**Your goal**
Every line in the entries that holds "this" should be identified and copied.

**Available records**
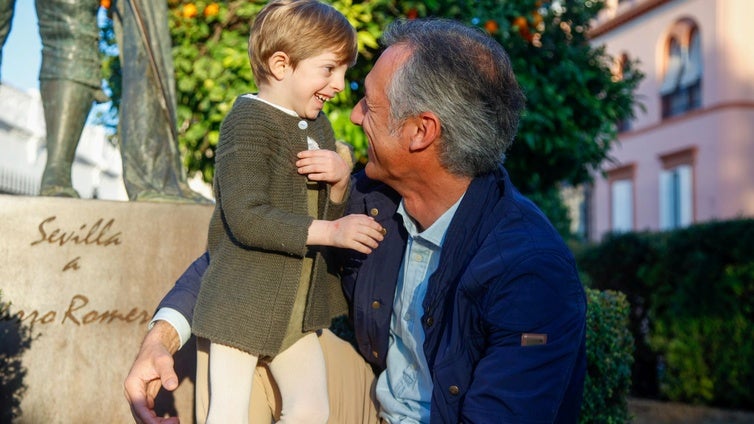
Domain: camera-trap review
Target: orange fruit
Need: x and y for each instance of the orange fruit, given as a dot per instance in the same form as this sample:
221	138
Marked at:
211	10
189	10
...
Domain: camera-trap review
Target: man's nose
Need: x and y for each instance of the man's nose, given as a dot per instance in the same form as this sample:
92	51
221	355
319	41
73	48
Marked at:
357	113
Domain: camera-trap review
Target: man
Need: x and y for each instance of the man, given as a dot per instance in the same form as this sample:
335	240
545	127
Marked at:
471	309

**Task solution**
Need: x and y for each instance of the orange fruit, given as a dot per instance in the same form as this sample:
Need: x and y for each instance of the man's nose, given as a dot per instance in the same form as this sample:
Need: x and y for each instance of the man, given as a dot per instance in the same form as this sample:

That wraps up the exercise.